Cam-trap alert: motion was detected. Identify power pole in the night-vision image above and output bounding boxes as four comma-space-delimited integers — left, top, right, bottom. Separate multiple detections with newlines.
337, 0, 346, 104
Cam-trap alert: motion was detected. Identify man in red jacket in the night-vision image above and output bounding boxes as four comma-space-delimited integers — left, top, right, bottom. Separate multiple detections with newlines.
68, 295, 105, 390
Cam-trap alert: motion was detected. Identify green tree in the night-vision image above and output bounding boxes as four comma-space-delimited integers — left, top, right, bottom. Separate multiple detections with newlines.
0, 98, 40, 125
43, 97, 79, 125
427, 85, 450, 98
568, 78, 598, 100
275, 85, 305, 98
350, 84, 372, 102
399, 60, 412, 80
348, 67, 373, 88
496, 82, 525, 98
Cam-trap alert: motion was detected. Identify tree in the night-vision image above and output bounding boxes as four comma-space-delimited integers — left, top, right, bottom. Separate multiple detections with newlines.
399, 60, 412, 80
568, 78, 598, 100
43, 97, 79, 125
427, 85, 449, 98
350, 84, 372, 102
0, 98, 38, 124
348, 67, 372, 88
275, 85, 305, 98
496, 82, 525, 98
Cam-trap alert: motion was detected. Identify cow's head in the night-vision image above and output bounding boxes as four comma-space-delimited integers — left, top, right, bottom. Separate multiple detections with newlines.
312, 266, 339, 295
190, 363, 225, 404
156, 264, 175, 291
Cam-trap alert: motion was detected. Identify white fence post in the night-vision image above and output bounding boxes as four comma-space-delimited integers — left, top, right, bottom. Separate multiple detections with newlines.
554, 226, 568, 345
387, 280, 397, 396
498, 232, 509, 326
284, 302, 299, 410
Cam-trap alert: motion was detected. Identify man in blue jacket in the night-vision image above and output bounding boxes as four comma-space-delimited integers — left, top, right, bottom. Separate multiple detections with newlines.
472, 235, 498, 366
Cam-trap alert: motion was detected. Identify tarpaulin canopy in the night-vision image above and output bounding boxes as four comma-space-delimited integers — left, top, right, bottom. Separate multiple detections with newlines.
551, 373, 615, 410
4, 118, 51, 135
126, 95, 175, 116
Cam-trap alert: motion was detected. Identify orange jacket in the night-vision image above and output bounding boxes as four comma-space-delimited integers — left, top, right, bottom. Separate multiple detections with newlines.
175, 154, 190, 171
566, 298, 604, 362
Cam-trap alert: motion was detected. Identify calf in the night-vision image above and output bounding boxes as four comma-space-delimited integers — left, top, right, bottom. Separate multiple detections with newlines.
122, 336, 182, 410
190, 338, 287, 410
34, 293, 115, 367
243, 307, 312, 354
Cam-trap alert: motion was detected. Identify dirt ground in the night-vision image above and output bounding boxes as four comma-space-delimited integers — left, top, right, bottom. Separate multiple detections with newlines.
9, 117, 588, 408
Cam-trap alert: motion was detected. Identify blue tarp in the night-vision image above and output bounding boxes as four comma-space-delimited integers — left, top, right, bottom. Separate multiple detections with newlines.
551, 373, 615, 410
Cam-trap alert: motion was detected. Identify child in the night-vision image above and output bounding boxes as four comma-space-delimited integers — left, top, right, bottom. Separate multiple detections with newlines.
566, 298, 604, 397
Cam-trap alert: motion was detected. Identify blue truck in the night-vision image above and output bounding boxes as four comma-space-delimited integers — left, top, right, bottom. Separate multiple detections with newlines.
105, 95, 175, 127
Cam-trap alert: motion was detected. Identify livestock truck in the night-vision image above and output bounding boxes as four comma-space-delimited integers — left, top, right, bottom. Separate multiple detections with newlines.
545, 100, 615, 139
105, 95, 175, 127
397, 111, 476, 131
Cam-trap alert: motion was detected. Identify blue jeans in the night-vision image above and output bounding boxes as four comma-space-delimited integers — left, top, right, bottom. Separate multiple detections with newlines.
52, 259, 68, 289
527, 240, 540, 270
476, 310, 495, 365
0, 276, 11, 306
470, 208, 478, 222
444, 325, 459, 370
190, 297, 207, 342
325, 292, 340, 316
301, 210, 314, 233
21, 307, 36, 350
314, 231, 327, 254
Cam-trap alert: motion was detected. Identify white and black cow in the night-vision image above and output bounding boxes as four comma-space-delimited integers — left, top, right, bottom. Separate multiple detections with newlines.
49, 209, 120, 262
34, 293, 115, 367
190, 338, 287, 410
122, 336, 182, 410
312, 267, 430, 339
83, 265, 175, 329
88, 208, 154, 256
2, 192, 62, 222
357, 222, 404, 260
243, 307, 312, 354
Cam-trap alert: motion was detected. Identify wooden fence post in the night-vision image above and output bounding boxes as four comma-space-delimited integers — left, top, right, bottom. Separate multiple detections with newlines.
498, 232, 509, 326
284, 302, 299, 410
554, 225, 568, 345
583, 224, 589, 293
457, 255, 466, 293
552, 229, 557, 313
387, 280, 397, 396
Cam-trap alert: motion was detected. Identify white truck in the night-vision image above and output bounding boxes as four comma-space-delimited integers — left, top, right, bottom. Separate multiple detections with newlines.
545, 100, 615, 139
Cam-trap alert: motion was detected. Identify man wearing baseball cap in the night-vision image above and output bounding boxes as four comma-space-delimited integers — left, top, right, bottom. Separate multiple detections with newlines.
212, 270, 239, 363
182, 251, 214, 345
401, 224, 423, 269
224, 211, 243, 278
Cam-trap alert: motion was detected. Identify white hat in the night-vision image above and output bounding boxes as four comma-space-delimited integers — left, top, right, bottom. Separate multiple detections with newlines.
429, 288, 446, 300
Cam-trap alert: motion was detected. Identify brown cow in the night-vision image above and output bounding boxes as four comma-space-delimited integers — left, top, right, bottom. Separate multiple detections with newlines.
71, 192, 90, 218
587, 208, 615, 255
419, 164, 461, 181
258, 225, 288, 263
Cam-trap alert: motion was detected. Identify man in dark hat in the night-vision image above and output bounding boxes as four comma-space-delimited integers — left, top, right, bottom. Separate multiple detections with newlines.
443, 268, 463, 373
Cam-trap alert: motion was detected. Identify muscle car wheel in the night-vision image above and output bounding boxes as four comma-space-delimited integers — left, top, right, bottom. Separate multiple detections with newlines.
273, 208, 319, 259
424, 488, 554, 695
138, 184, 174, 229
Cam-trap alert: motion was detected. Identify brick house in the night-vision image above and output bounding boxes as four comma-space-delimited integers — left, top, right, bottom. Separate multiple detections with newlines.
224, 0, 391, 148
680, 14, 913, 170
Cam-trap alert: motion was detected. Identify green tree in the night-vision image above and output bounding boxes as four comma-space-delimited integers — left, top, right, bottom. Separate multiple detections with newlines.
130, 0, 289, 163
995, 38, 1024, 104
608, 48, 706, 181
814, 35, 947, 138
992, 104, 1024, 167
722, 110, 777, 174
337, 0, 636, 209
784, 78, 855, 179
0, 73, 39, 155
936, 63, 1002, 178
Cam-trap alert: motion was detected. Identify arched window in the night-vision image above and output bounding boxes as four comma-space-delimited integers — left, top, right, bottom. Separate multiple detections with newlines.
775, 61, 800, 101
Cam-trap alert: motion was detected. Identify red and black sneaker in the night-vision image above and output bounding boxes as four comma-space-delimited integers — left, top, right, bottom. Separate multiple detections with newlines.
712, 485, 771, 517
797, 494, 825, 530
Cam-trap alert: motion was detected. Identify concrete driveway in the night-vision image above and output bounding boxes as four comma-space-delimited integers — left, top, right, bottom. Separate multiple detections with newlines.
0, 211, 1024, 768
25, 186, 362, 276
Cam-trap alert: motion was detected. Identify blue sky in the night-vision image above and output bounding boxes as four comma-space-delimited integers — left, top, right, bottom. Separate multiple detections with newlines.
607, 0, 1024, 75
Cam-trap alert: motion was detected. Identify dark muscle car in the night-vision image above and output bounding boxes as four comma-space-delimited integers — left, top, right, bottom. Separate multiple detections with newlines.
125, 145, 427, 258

# # # # #

WHAT TO WORK ON
Can you recast the data above as a numbered list, beginning with the line that contains "Cam-trap alert: motion was detected. Identify tree" and running through the line that contains "427, 85, 449, 98", with both of those lines included and any blank lines omitted?

FINAL RESULT
1. Cam-trap alert: motion was detected. Identify tree in the night-vision image above and output bounding boxes as four comma-space-delimited integers — left, top, right, bottom. Separate multiple detections with newlines.
2. 399, 60, 412, 80
3. 568, 78, 598, 100
4. 43, 97, 79, 125
5. 427, 85, 449, 98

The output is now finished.